- To do: Here is a listing. Write it all out again exactly, but not its pictures.

- Records shown:
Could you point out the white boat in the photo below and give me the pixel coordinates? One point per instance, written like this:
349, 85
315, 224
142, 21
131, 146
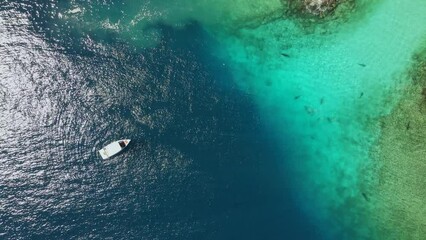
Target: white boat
113, 148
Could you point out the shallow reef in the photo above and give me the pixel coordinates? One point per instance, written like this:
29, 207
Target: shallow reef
317, 8
399, 188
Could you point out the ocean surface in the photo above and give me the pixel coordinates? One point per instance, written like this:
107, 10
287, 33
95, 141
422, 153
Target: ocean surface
248, 120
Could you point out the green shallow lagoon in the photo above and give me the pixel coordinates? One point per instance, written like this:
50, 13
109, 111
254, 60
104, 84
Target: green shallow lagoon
327, 86
328, 93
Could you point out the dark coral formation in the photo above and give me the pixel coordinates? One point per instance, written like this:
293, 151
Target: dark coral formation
319, 8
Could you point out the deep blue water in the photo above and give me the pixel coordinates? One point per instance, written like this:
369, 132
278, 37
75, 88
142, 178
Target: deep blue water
201, 165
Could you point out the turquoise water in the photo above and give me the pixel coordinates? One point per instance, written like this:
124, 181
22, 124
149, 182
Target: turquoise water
318, 86
327, 94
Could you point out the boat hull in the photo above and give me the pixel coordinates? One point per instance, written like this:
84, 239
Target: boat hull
113, 148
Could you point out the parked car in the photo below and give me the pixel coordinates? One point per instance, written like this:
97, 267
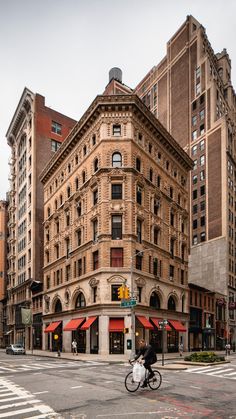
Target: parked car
15, 349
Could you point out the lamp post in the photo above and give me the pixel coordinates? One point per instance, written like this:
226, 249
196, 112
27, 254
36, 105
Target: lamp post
132, 310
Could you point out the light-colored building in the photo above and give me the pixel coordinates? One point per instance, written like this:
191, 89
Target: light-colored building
191, 93
115, 201
3, 270
34, 134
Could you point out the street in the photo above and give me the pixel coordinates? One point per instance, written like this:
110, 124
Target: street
40, 387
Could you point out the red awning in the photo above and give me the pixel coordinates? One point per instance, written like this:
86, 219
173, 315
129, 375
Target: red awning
88, 323
73, 324
156, 322
145, 322
177, 325
52, 327
116, 325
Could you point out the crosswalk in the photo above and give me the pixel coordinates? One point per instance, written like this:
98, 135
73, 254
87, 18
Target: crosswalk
16, 402
221, 371
34, 366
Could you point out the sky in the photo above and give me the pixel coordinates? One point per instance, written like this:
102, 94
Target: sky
64, 49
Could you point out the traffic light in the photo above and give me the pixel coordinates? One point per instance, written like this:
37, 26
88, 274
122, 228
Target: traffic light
121, 292
126, 293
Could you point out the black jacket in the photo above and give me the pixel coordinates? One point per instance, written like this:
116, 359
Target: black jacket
148, 353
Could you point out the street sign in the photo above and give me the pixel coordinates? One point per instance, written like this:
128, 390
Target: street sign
128, 303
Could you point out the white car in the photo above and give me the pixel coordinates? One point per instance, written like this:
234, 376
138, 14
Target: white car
15, 349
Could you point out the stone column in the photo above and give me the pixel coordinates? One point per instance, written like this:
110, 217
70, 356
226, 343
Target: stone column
103, 335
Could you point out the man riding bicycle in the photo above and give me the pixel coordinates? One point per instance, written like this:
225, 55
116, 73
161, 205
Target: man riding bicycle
149, 357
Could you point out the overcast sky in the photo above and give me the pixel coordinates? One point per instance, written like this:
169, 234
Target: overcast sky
64, 49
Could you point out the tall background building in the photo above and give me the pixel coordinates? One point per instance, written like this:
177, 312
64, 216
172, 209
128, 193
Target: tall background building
191, 93
34, 134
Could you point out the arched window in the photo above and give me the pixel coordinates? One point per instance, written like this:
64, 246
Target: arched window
58, 306
95, 165
80, 301
76, 184
155, 300
116, 160
138, 164
171, 304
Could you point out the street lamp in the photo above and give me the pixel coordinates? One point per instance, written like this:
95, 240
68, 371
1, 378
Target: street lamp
132, 296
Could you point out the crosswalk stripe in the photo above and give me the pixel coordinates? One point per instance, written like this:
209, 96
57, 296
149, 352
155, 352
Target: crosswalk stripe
18, 412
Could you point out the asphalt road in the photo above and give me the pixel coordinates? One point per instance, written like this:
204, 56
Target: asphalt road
37, 387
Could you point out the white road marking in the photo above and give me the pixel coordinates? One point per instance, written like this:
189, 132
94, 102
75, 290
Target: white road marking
41, 392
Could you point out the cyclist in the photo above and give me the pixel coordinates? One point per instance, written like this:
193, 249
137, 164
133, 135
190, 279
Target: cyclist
149, 357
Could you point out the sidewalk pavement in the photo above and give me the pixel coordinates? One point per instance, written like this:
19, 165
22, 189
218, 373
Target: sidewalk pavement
120, 358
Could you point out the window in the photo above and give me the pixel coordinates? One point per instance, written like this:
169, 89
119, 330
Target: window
95, 165
202, 129
78, 234
202, 190
156, 234
116, 257
202, 205
203, 236
114, 292
80, 301
56, 127
194, 150
95, 197
95, 260
116, 130
116, 160
139, 231
194, 135
202, 175
95, 230
195, 239
139, 195
202, 145
116, 227
194, 120
139, 259
202, 160
202, 114
116, 191
138, 164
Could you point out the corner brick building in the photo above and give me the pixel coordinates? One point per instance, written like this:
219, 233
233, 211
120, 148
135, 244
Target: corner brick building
34, 134
115, 201
191, 93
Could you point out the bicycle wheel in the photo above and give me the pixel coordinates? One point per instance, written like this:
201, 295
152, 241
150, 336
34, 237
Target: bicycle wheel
155, 382
130, 384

- Task answer:
Could you point out the white boat in the photo below and give me the pixel coordinates? One point per instance, written like this:
349, 85
315, 224
142, 21
131, 146
Target: white boat
113, 148
Could you point out the shallow reef in the photo above and give me the pixel coordinates? One point per instance, written like this:
29, 207
Target: shallow reef
317, 8
399, 188
Could you point out the ocean surface in the photo above and give me the pixel coordinates? One point per instance, written like this:
107, 10
287, 33
95, 141
422, 153
Target: ocean surface
248, 120
Could you point out the green shallow lagoon in the photo above and give me the pixel coordinates? One point per instance, written like this:
50, 13
109, 111
254, 60
104, 84
Target: green shallow lagoon
327, 86
328, 93
Could you point out the dark coral formation in the photo above and give me the pixel coordinates? One point per instance, written like this:
293, 151
Target: dark coral formation
319, 8
Could you point out the deep blue water in the photo above and give me the pixel coordinates? One point per instance, written like this:
369, 132
278, 37
75, 88
142, 178
Target: deep blue water
201, 165
Could you point out the turquoise water in the photo above and give me the pixel coordinates? One point per instance, written like this:
124, 181
22, 124
149, 182
Target: turquoise water
318, 86
327, 94
Could you point out the boat hull in the photo above and give me the pixel coordinates? One point per instance, written like this:
84, 239
Target: boat hull
113, 148
Could you point out the parked car in the photo below and give me the pixel coordinates? One point per instance, written like this:
97, 267
Target: parked car
15, 349
Could you point out the lamp post in the photo above and give me the pixel coordinates? One point per instance, written like this:
226, 249
196, 112
27, 254
36, 105
Target: lamp post
132, 310
Could you point out the light-colored building in the photo above and give me the pixel coordinates? One point per instance, written like this:
191, 89
Target: light-colored building
191, 93
115, 201
3, 270
34, 134
Could you point out the street in the photo above and give me the pixel coordinates? One point per instance, written like this:
110, 124
Target: street
40, 387
Could you point out the red awning in the photo above and give me the pixel coordinates? One point per instance, written like this:
86, 219
173, 315
129, 375
Target: red awning
88, 323
73, 324
156, 322
145, 322
177, 325
52, 327
116, 325
Could you point out the crosswalk in the photo above and give me the pixel coordinates? One point per instance, written like this:
98, 135
73, 254
87, 18
Target: crosswalk
16, 402
221, 371
34, 366
Could you point out the sky in the photo above and give me the pixel coordinates? One point per instance, written like this:
102, 94
Target: sky
64, 49
Could you point out the traffic light in the photo above and give me the pixel coordinates? One point per instance, written like this:
37, 26
88, 274
122, 228
Target: traffic light
121, 292
126, 293
Could you point out the black jacket in the photo above and give me the pixel coordinates? One point per instance, written like this:
116, 359
Target: black jacket
148, 353
Could you point out the street sign in the photo above and give me the pixel coordinates? One point per instance, written like this:
128, 390
Target: street sign
128, 303
Could you point out the white car in the photo above and give me the pixel coordinates? One point per instance, written like this:
234, 376
138, 14
Target: white car
15, 349
Could you point out the stone column in the photo above and give me the pixel coordinates? One point per instance, written like this:
110, 217
70, 356
226, 343
Target: stone column
103, 335
Could you point out the man riding bicycle in the photo above and give me the pixel coordinates? One point per instance, written like this:
225, 55
116, 73
161, 205
Target: man riding bicycle
149, 357
Could you point out the overcast sky in the photo above and give me the pixel coordinates? One point per instance, written like this:
169, 234
Target: overcast sky
64, 49
Could you point out the tall background building in the photo above and give me the pixel coordinates? One point per instance, written like this:
177, 312
64, 216
172, 209
128, 193
Target: tall background building
191, 93
34, 134
Could you point out the arched window in the photo above and give me the pixel coordinates? One point per instance, written like this:
64, 246
Target: arched window
58, 306
95, 165
80, 301
76, 184
155, 300
116, 160
138, 164
171, 304
Could you point out the street lamp in the photo above and give me the pixel coordinates? One point per instance, written like this:
95, 240
68, 371
1, 378
Target: street lamp
132, 296
Could you point out the crosswalk stripe in the photo above and give me the pixel coordinates? One point per instance, written like this:
209, 96
57, 296
149, 352
155, 352
Target: crosswalk stripe
18, 412
Could you point out the asphalt road in the photo above and give me the pixel coordinates? One point per instance, written like this:
204, 56
Target: asphalt road
37, 387
Could you point out the white road marking in the photo above and give me the pixel coordinates? One point per instance, written like this:
189, 132
94, 102
75, 290
Target: white road marking
41, 392
Could you point out the cyclist in the photo above and give me the pixel coordinates? One point per instance, written like this:
193, 249
137, 164
133, 135
190, 279
Target: cyclist
149, 357
Could you point out the sidewalk pavement in the photo above and give me the pixel coordinates? One point per instance, written like this:
19, 165
22, 189
218, 373
Target: sidewalk pavement
120, 358
Could you point out the window in the photo above and give me the pixel coordinates? One point per instance, written like this:
169, 89
119, 330
Target: window
95, 165
202, 129
78, 234
202, 190
156, 234
116, 257
202, 205
203, 236
114, 292
80, 301
56, 127
194, 150
95, 197
95, 260
116, 130
116, 160
139, 231
194, 135
202, 175
95, 230
195, 239
139, 195
202, 145
116, 227
194, 120
139, 259
202, 160
202, 114
116, 191
138, 164
Could you point out the corner brick building in the photo above and give me the pixel coordinates? One point per instance, written like this:
219, 233
233, 211
120, 148
135, 244
Target: corner brick building
34, 134
115, 201
191, 93
Could you point out the bicycle wheel in the photo above and give me the pixel coordinates? One point per instance, written like this:
201, 295
152, 241
150, 336
34, 237
Target: bicycle wheel
155, 382
130, 384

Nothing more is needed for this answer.